Interview

Brad Gerstner makes the case for Invest America: $1,000 investment accounts for every American child at birth

May 27, 2025 with Brad Gerstner

Key Points

  • Brad Gerstner is pushing Invest America, a $1,000 Treasury-seeded investment account for every U.S. newborn, expected to become law by July 4th with bipartisan backing in both chambers.
  • Major corporations including Nvidia, Dell, and Salesforce plan to fund employee children's accounts, while philanthropists prepare multi-billion dollar gifts; the $3.7 billion annual cost compounds tax-deferred into $1 million balances by age 50.
  • Gerstner frames the program as an urgent response to AI displacement, positioning it as a capitalist alternative to UBI that gets citizens financially inside the system before labor market disruption accelerates.
Brad Gerstner makes the case for Invest America: $1,000 investment accounts for every American child at birth

Summary

Brad Gerstner is making a direct push to get a $1,000 investment account funded by the U.S. Treasury into the hands of every American child at birth. The proposal, called Invest America, is in the current reconciliation bill and Gerstner expects it to become law by early July, with President Trump targeting a July 4th signing. The accounts are being referred to in reconciliation as Trump Accounts.

The mechanics are straightforward. The federal government seeds each account with $1,000, structured as a one-way lockbox — money can go in, none can come out until adulthood. Parents, relatives, employers, and philanthropists can all add funds. Corporations including Nvidia, Dell, AMD, Salesforce, T-Mobile, and iHeart Media have already indicated they will contribute to the accounts of employees' children as a corporate benefit. Gerstner also says major philanthropists are preparing multi-billion dollar gifts, with the ability to direct funds to specific cohorts — every child in Texas, for example, or any child from a family earning under $200,000.

3.7 million children are born in the U.S. each year, each of whom would receive an account. The government's annual cost is $3.7 billion — roughly the price of a single Patriot missile battery, by Gerstner's comparison. He argues the fiscal framing understates the return: the accounts compound tax-deferred, and the government eventually collects capital gains on the back end. Congressional scoring ignores those revenues because they fall outside the 10-year window, but Gerstner's position is that on a full lifecycle basis, the program generates net revenue rather than a net cost.

The compounding math Gerstner cites: start with $1,000 at birth, add $750 a year, and by 18 the account holds roughly $50,000. By 30, upwards of $200,000. By 50, a $1 million balance. The S&P 500 has compounded at 10.2% annually for 75 years.

> _Material supplied_:

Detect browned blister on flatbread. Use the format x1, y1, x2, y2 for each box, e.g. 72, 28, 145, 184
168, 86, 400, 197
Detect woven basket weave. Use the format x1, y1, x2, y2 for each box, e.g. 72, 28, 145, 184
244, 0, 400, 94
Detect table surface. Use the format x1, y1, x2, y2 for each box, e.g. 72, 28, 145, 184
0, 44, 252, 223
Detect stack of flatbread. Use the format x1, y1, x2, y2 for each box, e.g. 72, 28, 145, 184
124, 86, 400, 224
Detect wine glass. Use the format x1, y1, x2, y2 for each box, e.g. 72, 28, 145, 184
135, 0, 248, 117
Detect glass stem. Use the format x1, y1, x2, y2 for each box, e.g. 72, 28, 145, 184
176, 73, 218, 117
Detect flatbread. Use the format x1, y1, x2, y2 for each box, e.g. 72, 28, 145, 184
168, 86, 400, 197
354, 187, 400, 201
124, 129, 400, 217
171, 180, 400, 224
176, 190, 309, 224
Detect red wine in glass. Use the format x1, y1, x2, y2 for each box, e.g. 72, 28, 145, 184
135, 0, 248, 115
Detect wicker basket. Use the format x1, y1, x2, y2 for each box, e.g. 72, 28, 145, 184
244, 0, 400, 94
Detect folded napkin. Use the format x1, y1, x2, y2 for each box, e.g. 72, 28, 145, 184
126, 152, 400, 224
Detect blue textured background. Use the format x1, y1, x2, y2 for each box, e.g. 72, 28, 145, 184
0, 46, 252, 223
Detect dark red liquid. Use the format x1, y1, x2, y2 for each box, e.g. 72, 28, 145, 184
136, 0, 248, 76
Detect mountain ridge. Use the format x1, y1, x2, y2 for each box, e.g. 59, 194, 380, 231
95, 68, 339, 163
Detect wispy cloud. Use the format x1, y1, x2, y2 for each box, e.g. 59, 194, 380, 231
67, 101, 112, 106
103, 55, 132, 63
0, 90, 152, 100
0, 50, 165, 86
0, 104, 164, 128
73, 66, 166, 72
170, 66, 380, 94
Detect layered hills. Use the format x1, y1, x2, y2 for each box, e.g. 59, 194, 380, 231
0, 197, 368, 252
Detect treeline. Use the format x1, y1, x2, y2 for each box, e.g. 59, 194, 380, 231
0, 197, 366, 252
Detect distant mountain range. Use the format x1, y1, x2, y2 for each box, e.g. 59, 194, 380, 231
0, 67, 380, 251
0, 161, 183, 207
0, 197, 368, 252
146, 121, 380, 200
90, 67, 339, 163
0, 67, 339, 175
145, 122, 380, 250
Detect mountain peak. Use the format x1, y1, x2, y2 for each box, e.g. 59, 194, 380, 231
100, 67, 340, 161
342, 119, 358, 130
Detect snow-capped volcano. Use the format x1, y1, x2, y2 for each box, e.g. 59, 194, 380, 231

> _Instructions_:
#1 Duplicate a passage from the Invest America interview, starting at "3.7 million children" and ending at "a net cost.".
#2 Does the Invest America interview agree with each statement below? Answer yes or no for each, quoting the deciding words from the interview. (a) In reconciliation, the accounts are referred to as Trump Accounts. (b) Money can be taken out of an account at any time before adulthood. (c) The government's annual cost for the program is $3.7 billion.

> _Outputs in order_:
#1
3.7 million children are born in the U.S. each year, each of whom would receive an account. The government's annual cost is $3.7 billion — roughly the price of a single Patriot missile battery, by Gerstner's comparison. He argues the fiscal framing understates the return: the accounts compound tax-deferred, and the government eventually collects capital gains on the back end. Congressional scoring ignores those revenues because they fall outside the 10-year window, but Gerstner's position is that on a full lifecycle basis, the program generates net revenue rather than a net cost.

#2
(a) Yes: "The accounts are being referred to in reconciliation as Trump Accounts."
(b) No: "money can go in, none can come out until adulthood."
(c) Yes: "The government's annual cost is $3.7 billion"